**Aim of the task**
Leave out the pictures, then output the lines of the records below from the first through the one containing "rough mask: <svg".

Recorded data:
'''

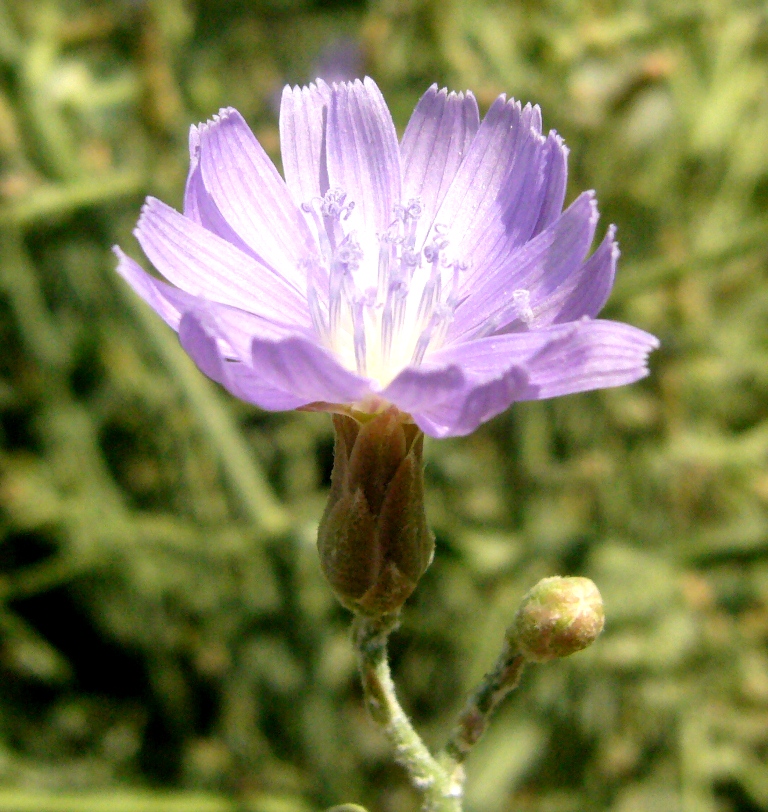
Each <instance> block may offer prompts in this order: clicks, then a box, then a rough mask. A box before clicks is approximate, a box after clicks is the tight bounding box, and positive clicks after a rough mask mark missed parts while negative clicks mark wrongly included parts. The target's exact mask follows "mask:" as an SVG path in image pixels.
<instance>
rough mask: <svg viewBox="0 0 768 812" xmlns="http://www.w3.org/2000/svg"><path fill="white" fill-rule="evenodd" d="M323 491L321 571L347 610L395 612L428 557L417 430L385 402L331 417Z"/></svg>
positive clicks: (400, 413) (414, 579)
mask: <svg viewBox="0 0 768 812" xmlns="http://www.w3.org/2000/svg"><path fill="white" fill-rule="evenodd" d="M333 423H334V427H335V429H336V444H335V448H334V462H333V473H332V475H331V493H330V496H329V499H328V505H327V506H326V509H325V513H324V514H323V518H322V521H321V522H320V528H319V530H318V537H317V546H318V550H319V552H320V563H321V565H322V568H323V572H324V574H325V577H326V578H327V579H328V582H329V583H330V585H331V587H332V588H333V591H334V592H335V593H336V596H337V597H338V598H339V600H340V601H341V602H342V603H343V604H344V606H346V607H347V608H348V609H351V610H352V611H353V612H358V613H360V614H364V615H369V616H381V615H385V614H390V613H393V612H396V611H397V610H398V609H399V608H400V607H401V606H402V605H403V603H404V602H405V600H406V599H407V598H408V596H409V595H410V594H411V592H413V590H414V589H415V588H416V584H417V583H418V581H419V578H421V576H422V575H423V574H424V572H425V570H426V569H427V567H428V566H429V564H430V562H431V560H432V553H433V550H434V536H433V535H432V533H431V532H430V530H429V528H428V527H427V520H426V516H425V513H424V471H423V460H422V454H423V447H424V435H423V434H422V433H421V431H420V430H419V428H418V427H417V426H415V425H414V424H413V423H412V422H411V421H410V419H409V418H407V417H406V416H405V415H403V413H402V412H399V411H398V410H397V409H395V408H394V407H393V408H390V409H387V410H386V411H384V412H381V413H379V414H377V415H374V416H373V417H371V418H370V419H368V420H366V421H365V422H358V421H357V420H355V419H354V418H352V417H347V416H345V415H334V416H333Z"/></svg>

'''

**Reply to the exercise**
Each <instance> block may offer prompts in this order: clicks, then a box, then a rough mask. A box before clicks is approximate, a box after clicks is the tight bounding box, and positive clicks after a rough mask mark missed parts while negative clicks mark wrongly included parts. The target's exact mask follows "mask:" as an SVG path in image pixels.
<instance>
rough mask: <svg viewBox="0 0 768 812" xmlns="http://www.w3.org/2000/svg"><path fill="white" fill-rule="evenodd" d="M323 491L321 571L347 610L395 612L428 557L417 430L385 402L331 417Z"/></svg>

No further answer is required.